(Natural language region descriptions)

▼

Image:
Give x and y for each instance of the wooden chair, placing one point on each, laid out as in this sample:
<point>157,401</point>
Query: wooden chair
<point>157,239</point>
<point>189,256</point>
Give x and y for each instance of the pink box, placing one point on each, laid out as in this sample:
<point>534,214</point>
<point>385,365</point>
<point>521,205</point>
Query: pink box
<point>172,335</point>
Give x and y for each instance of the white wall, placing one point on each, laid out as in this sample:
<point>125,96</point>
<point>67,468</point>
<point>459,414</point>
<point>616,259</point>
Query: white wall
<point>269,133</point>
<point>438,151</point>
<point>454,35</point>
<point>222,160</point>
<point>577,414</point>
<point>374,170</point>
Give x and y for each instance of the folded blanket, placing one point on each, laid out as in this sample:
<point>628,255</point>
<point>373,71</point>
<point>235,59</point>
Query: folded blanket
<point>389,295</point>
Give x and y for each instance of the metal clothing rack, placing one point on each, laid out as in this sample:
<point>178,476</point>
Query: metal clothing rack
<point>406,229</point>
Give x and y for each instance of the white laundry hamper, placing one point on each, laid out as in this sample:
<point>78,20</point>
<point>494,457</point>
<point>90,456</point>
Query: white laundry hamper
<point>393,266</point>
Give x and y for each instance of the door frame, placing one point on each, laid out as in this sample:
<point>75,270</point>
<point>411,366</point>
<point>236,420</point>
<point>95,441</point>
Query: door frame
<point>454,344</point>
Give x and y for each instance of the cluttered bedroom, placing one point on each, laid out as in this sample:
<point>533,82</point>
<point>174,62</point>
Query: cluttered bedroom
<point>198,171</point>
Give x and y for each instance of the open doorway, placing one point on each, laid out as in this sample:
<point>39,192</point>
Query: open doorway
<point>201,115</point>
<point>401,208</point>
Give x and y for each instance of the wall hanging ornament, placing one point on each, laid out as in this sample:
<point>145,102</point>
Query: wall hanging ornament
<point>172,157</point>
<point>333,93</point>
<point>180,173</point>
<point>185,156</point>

▲

Task to carry out: Retype only the stretch of lines above starting at the one with "<point>157,401</point>" and stopping at the one with "Give x and y for each instance of the white laundry", exactly as written, with both kept.

Task output:
<point>157,401</point>
Query: wooden chair
<point>157,239</point>
<point>189,256</point>
Give x and y for each instance of the pink box, placing one point on each, laid out as in this sample:
<point>534,214</point>
<point>385,365</point>
<point>521,205</point>
Query: pink box
<point>172,335</point>
Give x and y for each instance of the white wall, placing one point on each, laid out as in this sample:
<point>125,96</point>
<point>67,468</point>
<point>459,414</point>
<point>616,259</point>
Query: white wall
<point>269,133</point>
<point>438,151</point>
<point>454,35</point>
<point>222,160</point>
<point>577,414</point>
<point>374,170</point>
Give x and y for each instance of the folded blanket, placing one point on each, laid out as in this sample:
<point>628,255</point>
<point>373,71</point>
<point>235,59</point>
Query: folded blanket
<point>389,295</point>
Give x and y for each instance of the metal clothing rack, placing one point on each, laid out as in this sample:
<point>178,476</point>
Query: metal clothing rack
<point>406,229</point>
Give x and y for each instance of the white laundry hamper, placing one point on each, laid out as in this sample:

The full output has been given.